━━━ Dataset records
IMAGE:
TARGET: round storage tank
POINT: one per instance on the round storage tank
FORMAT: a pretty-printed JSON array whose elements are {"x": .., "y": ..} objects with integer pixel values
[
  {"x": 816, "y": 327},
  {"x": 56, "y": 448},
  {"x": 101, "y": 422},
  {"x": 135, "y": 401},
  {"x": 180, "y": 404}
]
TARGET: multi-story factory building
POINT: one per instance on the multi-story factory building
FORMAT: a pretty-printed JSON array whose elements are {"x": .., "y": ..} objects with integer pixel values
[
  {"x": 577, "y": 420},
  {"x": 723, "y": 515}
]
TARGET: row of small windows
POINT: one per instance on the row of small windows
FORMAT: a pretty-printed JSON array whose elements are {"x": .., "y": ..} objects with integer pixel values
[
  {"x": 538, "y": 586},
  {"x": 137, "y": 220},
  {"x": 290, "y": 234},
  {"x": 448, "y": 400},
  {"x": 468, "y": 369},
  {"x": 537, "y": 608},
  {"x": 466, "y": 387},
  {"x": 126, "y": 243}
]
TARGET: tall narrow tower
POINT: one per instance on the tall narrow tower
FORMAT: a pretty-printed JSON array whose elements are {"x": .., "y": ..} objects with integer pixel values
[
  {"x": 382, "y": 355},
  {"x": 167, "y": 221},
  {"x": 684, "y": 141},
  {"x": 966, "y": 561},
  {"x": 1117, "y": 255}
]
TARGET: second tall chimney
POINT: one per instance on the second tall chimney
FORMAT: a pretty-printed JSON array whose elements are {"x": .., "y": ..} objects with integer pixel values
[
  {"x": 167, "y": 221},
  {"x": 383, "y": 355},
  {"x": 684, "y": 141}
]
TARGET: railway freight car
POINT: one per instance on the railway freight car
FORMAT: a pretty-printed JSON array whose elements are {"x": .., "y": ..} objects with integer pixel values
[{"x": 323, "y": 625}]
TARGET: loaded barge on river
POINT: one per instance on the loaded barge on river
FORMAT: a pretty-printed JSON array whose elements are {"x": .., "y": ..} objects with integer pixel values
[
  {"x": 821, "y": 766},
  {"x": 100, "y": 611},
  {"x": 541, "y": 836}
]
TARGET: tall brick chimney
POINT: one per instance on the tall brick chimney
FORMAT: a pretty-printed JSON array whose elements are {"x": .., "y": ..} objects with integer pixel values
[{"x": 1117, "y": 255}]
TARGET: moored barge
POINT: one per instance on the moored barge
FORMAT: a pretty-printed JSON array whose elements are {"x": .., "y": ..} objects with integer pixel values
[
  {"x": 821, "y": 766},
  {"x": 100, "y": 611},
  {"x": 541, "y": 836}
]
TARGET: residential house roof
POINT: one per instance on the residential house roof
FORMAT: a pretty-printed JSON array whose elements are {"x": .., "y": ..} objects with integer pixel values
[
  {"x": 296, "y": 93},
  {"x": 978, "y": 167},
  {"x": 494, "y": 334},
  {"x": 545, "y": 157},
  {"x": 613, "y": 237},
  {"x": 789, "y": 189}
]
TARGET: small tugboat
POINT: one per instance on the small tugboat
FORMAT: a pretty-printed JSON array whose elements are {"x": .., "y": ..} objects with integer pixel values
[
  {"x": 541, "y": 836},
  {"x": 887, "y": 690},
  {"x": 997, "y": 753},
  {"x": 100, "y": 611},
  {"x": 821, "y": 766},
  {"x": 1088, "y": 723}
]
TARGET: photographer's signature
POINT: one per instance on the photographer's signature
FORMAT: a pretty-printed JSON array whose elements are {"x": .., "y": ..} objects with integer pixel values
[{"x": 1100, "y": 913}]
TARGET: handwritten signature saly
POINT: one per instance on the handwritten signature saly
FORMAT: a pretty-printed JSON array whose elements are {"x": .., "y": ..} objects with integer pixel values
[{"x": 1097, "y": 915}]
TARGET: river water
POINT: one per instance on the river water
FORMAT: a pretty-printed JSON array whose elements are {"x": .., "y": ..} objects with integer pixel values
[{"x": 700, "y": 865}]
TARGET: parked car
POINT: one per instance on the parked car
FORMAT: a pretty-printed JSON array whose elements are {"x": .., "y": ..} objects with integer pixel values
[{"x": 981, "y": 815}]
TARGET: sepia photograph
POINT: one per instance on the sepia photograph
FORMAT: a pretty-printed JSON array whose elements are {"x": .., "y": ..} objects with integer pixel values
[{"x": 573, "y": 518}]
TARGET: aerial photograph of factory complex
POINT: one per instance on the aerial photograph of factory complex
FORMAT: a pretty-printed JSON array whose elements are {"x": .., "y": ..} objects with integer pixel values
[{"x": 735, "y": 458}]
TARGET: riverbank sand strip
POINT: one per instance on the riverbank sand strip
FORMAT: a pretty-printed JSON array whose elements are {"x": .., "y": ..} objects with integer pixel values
━━━━━━
With the line containing "TARGET: small tugboat" as the first and the last line of the records as the final one, print exactly the lines in that span.

TARGET: small tugboat
POINT: one per instance on the small tugboat
FORMAT: a pretty-printed JSON array whose elements are {"x": .., "y": ..} objects with integer pixel values
[
  {"x": 541, "y": 836},
  {"x": 887, "y": 690},
  {"x": 997, "y": 753},
  {"x": 100, "y": 611},
  {"x": 821, "y": 766},
  {"x": 1088, "y": 723}
]
TARGET: photographer's signature
POINT: one per instance on the photographer's signature
FORMAT: a pretty-printed JSON array whose elements are {"x": .., "y": ..} objects with integer pixel values
[{"x": 1100, "y": 913}]
TARGET: handwritten signature saly
POINT: one per instance on the handwritten signature saly
FORMAT: a pretty-printed JSON array whose elements are {"x": .., "y": ..} objects with integer pixel values
[{"x": 1097, "y": 915}]
TARGET: river water
POINT: one per instance on the river water
FORMAT: a pretty-printed JSON array whose elements are {"x": .., "y": ..} objects with integer pixel values
[{"x": 700, "y": 865}]
TARGET: parked car
POINT: one per instance on the parked car
FORMAT: a pretty-printed JSON array whose elements are {"x": .., "y": ..} objects with integer pixel values
[{"x": 981, "y": 815}]
TARGET: sepia photograph
POINT: one per instance on the sepia photograph
FORMAT: a pretty-printed JSON array whose elements are {"x": .., "y": ..} objects with integer pixel values
[{"x": 573, "y": 518}]
TARGET: aerial photograph of factory complex
POINT: one per instance on the aerial photograph of factory complex
FORMAT: a pretty-printed JSON array whose elements are {"x": .., "y": ..} objects with integer pixel values
[{"x": 735, "y": 458}]
TARGET: riverbank sand strip
POINT: one per instance on the riverbank sand strip
FORMAT: a pretty-printed JSON array whose elements are {"x": .., "y": ..} objects with integer pixel values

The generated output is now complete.